§ What the task requires
Return each line below that contains the word "tattoo", copied unchanged.

···

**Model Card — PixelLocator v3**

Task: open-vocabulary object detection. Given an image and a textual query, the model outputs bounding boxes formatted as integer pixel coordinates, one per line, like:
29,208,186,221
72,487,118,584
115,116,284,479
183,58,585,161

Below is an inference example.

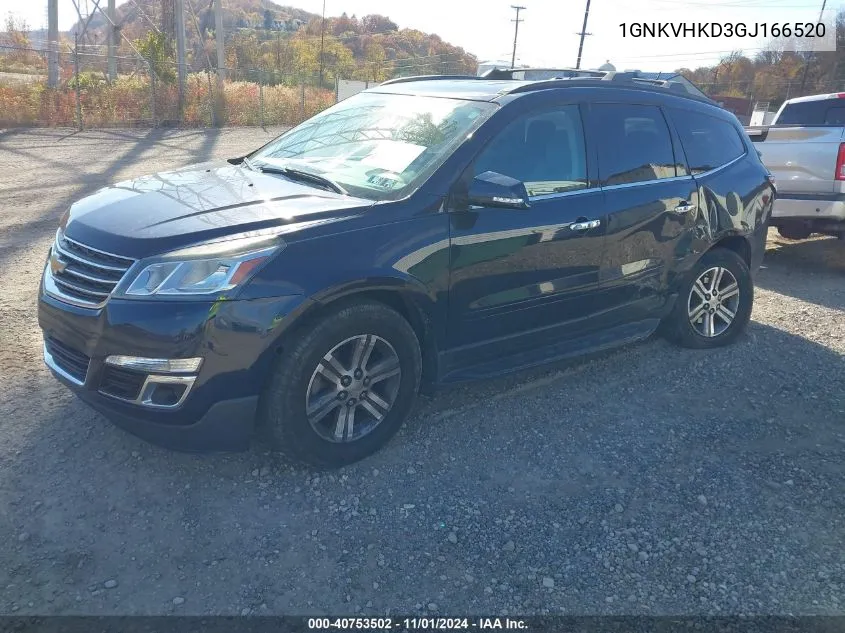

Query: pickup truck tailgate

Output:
750,127,843,194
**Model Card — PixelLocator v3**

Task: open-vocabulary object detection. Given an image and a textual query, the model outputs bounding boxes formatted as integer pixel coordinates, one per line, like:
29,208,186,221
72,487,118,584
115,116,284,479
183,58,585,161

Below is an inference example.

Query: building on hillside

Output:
710,95,754,125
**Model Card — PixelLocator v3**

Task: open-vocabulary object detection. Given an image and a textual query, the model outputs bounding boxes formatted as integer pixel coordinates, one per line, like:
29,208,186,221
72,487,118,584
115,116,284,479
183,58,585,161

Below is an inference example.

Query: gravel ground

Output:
0,129,845,615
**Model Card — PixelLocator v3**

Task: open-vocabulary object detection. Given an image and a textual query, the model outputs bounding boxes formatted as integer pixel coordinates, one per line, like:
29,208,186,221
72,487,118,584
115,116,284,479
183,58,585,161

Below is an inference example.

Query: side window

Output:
670,108,745,174
592,103,677,185
475,105,587,197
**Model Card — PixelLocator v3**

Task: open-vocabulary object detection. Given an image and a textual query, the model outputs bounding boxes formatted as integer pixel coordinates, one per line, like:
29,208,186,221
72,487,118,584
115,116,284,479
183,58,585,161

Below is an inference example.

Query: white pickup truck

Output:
746,93,845,240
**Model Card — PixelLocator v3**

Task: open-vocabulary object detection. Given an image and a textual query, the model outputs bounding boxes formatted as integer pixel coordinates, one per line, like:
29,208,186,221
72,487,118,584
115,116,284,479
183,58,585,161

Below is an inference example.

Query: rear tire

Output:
259,301,422,468
663,248,754,349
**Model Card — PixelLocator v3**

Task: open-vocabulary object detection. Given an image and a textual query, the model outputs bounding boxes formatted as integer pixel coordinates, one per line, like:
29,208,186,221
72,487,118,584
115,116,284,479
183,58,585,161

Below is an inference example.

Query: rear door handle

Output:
569,220,601,231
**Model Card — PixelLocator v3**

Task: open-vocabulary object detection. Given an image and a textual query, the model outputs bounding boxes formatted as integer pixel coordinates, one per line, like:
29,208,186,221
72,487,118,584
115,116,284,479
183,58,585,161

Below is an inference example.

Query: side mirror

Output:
467,171,530,209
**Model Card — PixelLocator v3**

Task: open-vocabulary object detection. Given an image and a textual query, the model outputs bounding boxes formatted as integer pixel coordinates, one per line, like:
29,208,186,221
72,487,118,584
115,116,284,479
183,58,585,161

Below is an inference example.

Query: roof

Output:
367,69,717,105
367,76,534,101
785,92,843,103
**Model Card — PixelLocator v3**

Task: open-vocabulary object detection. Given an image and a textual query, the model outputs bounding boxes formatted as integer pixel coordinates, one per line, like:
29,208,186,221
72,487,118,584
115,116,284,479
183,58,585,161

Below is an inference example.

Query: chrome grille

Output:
47,231,135,307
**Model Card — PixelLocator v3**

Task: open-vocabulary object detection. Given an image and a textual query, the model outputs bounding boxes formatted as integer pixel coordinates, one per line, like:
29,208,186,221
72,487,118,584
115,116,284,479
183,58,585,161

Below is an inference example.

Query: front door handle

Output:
675,201,695,213
569,220,601,231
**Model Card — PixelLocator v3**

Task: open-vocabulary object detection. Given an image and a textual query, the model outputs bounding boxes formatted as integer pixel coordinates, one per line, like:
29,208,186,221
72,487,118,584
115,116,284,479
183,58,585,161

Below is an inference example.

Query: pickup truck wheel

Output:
778,226,810,240
254,301,422,468
663,248,754,349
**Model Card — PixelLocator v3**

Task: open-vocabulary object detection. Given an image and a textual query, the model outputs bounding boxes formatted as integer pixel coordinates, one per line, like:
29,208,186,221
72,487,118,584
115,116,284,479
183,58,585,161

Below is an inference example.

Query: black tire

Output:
258,301,422,468
662,248,754,349
778,226,811,240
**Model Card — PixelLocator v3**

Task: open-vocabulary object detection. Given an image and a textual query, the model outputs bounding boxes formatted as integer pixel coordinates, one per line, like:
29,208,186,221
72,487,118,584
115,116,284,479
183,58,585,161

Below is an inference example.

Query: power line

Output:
511,4,526,68
575,0,591,68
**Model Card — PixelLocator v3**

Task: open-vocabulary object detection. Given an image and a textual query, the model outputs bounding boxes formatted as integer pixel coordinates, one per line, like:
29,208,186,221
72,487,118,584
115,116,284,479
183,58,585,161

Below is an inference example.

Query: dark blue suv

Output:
39,73,775,467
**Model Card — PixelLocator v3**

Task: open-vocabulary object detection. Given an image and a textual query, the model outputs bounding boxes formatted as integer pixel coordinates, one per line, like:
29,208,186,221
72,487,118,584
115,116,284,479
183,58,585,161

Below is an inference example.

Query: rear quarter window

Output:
669,108,745,175
775,99,845,126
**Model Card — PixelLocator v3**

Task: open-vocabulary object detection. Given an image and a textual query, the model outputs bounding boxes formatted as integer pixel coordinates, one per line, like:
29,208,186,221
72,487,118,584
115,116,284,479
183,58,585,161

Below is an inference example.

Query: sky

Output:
0,0,845,71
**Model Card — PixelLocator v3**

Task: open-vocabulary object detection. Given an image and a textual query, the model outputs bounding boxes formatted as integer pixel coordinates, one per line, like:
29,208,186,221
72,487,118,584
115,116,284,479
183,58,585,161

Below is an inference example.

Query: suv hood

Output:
63,162,373,259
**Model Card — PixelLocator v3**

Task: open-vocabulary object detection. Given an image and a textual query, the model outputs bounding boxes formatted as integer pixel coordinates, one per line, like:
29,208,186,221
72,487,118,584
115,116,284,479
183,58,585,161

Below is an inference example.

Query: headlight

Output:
123,237,284,297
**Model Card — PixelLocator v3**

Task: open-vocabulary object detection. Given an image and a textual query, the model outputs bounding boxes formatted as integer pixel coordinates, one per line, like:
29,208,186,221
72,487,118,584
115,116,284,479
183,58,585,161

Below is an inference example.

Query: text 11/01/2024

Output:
308,617,529,631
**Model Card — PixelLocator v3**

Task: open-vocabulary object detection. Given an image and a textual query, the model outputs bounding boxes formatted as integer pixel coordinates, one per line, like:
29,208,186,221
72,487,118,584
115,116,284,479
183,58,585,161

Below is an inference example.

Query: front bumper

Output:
38,284,305,451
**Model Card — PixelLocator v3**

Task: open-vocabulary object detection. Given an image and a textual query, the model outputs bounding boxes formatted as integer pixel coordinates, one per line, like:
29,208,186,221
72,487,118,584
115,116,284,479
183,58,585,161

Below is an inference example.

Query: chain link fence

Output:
0,45,337,129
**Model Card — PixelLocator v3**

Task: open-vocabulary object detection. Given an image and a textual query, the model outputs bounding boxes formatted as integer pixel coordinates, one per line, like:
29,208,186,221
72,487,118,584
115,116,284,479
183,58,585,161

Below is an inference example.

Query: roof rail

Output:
482,68,607,80
508,73,716,104
379,75,483,86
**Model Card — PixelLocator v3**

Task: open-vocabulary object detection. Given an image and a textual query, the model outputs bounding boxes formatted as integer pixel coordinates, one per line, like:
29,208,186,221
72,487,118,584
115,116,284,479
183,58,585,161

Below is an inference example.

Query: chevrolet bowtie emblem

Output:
50,255,67,275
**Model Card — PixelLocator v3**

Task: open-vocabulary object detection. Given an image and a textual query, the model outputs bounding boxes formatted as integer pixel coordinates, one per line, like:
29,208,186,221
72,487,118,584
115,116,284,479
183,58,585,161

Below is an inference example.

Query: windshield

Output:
249,92,496,200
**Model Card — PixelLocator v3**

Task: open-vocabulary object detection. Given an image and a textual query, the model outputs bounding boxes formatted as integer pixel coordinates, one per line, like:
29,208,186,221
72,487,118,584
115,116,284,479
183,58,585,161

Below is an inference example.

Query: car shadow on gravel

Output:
0,322,845,614
755,238,845,310
0,128,221,265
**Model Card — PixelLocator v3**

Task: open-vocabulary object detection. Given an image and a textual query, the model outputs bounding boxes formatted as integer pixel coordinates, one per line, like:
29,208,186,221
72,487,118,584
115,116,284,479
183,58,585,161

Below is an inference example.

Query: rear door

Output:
590,102,698,325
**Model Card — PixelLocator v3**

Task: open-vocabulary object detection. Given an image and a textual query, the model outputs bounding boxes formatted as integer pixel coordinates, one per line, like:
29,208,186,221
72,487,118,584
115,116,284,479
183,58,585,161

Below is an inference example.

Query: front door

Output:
448,104,605,362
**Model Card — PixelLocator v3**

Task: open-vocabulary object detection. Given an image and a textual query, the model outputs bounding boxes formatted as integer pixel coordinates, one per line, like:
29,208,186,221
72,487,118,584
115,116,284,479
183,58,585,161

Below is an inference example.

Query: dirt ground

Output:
0,129,845,615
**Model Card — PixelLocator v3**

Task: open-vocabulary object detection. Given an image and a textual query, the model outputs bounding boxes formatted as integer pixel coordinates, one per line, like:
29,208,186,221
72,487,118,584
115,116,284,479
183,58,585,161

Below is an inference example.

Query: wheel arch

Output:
275,278,440,384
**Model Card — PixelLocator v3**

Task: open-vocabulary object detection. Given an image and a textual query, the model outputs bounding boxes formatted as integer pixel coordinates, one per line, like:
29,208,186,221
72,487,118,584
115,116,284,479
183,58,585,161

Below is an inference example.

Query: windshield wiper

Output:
248,163,349,196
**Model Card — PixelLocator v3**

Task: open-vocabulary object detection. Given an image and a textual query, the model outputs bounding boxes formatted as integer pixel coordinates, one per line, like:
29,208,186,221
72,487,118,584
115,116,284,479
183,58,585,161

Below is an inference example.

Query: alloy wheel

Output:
687,266,739,338
305,334,402,442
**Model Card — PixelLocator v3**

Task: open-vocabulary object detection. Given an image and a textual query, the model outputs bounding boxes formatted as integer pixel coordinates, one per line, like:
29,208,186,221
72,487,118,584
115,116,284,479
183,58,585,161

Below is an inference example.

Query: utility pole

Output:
511,4,526,68
214,0,226,82
47,0,59,88
320,0,326,88
798,0,827,96
173,0,188,121
106,0,117,81
575,0,592,68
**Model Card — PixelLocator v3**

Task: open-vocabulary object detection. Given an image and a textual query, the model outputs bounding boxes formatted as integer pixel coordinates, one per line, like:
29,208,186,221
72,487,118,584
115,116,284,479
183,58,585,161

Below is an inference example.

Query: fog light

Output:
147,384,188,407
106,356,202,374
136,376,196,409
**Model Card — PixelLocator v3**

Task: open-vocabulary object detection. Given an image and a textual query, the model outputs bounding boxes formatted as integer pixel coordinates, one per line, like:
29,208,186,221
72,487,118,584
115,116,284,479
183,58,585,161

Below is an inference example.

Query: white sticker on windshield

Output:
361,140,425,174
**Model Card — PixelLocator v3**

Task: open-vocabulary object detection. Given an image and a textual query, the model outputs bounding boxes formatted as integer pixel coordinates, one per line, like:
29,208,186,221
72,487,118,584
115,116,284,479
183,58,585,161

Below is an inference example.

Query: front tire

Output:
259,301,422,468
663,248,754,349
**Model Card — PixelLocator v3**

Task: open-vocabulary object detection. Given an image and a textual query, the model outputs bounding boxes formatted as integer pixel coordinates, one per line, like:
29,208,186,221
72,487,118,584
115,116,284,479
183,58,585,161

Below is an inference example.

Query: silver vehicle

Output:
746,92,845,240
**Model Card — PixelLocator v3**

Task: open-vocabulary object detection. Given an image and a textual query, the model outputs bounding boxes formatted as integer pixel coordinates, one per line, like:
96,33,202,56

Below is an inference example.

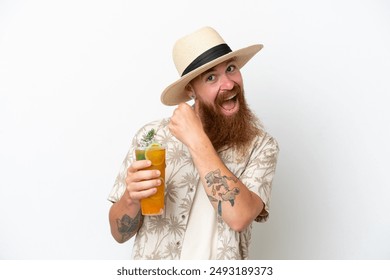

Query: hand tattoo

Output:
116,211,142,242
205,169,240,216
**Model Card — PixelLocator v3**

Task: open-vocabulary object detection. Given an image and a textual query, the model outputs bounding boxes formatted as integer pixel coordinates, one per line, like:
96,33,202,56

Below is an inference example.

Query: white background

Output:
0,0,390,259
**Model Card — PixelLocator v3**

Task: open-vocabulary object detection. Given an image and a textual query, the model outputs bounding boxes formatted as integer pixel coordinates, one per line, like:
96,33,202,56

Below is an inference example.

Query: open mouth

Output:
219,94,237,111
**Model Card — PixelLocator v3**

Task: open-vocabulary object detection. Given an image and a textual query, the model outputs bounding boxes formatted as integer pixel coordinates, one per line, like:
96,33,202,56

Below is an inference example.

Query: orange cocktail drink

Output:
135,144,165,215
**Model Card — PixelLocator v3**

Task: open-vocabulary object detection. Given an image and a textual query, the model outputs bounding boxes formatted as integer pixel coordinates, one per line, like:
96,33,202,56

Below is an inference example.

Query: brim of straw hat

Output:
161,44,263,106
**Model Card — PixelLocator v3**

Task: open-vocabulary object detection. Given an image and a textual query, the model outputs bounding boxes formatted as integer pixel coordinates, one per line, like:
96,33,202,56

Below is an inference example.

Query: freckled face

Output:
191,60,243,116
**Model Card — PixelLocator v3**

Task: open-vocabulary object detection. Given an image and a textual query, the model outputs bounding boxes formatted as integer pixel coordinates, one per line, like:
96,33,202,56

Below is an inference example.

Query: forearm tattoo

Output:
205,169,240,216
116,211,142,242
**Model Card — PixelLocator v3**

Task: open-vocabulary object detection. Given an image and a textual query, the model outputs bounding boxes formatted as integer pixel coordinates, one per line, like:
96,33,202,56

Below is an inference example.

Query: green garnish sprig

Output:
141,128,157,147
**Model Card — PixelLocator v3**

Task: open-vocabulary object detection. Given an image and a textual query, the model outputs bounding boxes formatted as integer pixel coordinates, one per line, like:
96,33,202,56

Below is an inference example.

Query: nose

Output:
219,74,234,91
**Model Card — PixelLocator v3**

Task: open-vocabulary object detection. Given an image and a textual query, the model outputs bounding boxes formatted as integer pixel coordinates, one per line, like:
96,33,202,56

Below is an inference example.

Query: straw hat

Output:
161,27,263,106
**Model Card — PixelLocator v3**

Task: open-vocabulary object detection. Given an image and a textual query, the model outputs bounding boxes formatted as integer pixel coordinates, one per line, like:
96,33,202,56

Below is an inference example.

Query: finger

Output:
127,160,152,173
194,98,199,116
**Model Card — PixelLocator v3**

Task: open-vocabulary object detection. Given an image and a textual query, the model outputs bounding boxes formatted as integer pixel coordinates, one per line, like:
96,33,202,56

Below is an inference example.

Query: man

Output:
109,27,279,259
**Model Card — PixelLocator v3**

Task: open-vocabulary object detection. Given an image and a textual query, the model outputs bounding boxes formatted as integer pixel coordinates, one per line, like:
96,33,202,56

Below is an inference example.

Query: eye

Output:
206,74,215,82
226,64,236,72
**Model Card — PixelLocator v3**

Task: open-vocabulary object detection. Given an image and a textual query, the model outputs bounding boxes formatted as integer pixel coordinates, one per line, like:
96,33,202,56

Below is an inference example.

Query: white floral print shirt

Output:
108,119,279,259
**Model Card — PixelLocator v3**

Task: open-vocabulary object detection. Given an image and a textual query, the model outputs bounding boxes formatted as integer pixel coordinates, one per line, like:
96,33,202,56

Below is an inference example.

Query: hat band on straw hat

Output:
181,44,232,77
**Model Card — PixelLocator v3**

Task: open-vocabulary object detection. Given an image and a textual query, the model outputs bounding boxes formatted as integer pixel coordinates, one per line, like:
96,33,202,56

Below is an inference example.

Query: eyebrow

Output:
200,57,236,77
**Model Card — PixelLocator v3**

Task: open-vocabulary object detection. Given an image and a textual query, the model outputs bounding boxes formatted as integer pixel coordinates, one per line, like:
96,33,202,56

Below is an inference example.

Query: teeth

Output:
225,94,237,101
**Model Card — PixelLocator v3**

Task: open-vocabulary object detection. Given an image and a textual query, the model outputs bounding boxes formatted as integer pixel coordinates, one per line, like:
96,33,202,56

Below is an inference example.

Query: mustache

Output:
215,84,242,105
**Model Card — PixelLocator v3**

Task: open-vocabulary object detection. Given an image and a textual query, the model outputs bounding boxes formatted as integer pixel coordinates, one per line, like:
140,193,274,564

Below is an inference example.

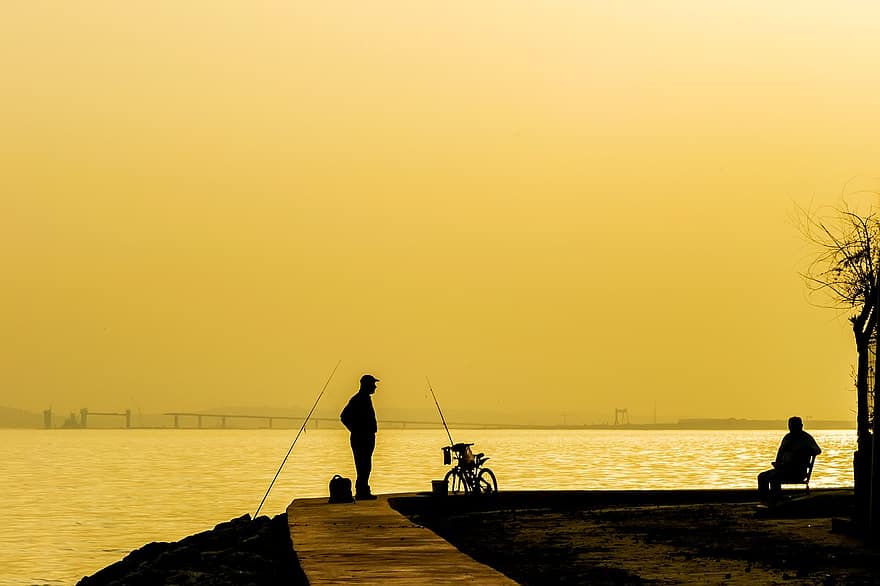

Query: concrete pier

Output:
287,495,516,586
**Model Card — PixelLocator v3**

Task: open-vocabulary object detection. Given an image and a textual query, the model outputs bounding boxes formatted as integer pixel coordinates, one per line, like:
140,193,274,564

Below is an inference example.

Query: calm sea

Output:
0,429,855,586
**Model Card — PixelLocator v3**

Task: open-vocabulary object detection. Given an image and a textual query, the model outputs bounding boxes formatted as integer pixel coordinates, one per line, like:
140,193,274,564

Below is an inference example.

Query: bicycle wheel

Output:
443,468,468,494
477,468,498,494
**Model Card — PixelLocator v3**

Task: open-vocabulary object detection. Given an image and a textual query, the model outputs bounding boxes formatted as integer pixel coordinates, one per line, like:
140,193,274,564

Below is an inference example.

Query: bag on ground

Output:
327,474,354,503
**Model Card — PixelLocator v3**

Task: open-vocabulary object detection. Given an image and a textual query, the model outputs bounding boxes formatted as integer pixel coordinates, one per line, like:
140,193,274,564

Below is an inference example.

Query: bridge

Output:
43,407,131,429
43,407,542,429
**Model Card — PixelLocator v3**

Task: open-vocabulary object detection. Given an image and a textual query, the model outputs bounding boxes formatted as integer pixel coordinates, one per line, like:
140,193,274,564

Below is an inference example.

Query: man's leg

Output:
351,433,376,497
758,470,776,502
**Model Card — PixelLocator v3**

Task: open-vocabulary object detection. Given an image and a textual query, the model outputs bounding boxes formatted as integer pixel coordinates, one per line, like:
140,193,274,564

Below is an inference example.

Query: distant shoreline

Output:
0,419,856,431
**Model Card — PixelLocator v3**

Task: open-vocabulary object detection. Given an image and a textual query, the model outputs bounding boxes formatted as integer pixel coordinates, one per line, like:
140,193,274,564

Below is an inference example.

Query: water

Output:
0,429,855,586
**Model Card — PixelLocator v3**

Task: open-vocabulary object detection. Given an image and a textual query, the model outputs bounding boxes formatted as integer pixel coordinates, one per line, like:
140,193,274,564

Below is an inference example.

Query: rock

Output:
79,514,308,586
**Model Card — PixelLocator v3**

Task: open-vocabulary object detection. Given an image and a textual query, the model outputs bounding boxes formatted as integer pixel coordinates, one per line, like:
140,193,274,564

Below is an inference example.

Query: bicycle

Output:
443,443,498,494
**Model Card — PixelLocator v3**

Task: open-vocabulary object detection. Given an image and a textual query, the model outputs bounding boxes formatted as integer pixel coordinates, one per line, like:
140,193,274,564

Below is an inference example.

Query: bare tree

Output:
797,204,880,512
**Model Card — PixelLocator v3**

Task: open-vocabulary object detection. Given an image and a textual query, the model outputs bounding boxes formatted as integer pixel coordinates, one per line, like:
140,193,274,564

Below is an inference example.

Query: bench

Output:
779,455,816,494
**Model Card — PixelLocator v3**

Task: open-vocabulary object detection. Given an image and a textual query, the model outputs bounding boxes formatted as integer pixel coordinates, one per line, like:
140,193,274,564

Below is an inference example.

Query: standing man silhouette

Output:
339,374,379,501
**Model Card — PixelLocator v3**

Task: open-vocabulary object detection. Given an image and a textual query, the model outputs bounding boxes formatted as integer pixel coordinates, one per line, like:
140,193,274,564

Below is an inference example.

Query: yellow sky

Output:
0,0,880,423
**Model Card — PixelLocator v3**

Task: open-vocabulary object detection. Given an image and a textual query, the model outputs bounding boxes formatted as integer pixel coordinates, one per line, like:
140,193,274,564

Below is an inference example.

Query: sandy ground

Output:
394,491,880,585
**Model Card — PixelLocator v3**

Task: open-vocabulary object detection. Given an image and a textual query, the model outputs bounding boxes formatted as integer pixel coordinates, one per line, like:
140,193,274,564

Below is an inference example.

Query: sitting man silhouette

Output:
758,417,822,503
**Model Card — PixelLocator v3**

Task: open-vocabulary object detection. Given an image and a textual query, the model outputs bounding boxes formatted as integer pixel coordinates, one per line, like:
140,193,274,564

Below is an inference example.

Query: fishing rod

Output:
254,360,342,519
425,377,455,446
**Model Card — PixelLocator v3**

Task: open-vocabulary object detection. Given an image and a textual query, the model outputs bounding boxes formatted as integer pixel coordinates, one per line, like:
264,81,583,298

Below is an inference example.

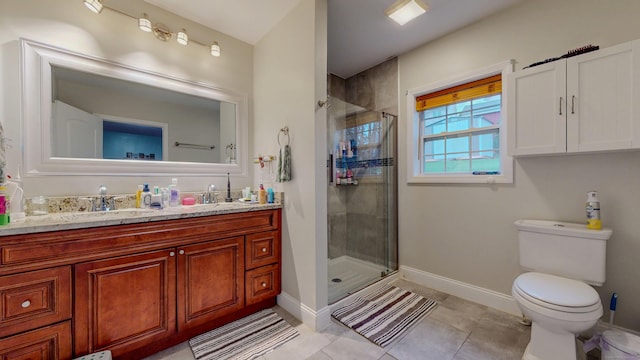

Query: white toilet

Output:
511,220,612,360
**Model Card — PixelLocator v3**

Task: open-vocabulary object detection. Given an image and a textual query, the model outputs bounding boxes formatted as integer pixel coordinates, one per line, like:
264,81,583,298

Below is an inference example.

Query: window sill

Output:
407,174,513,185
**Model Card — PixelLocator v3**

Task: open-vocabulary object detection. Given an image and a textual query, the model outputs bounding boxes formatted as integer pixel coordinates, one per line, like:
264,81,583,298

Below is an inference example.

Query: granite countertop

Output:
0,202,282,241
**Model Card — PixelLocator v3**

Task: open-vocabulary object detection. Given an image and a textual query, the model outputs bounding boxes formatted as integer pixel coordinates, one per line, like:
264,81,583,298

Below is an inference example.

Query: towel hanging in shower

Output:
276,126,291,182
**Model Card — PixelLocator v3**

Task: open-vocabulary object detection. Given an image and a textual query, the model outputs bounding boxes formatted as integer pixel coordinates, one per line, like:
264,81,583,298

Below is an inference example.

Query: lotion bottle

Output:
586,191,602,230
169,178,180,207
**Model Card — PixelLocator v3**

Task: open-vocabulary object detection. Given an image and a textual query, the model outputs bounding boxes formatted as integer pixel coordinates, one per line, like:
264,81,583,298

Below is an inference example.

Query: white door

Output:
51,100,102,159
507,60,567,156
567,42,640,152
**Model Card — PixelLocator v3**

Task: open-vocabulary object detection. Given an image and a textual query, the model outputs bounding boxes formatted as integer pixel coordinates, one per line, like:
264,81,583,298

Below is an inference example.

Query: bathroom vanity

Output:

···

§ Problem solution
Query: hand tattoo
Query: forearm tattoo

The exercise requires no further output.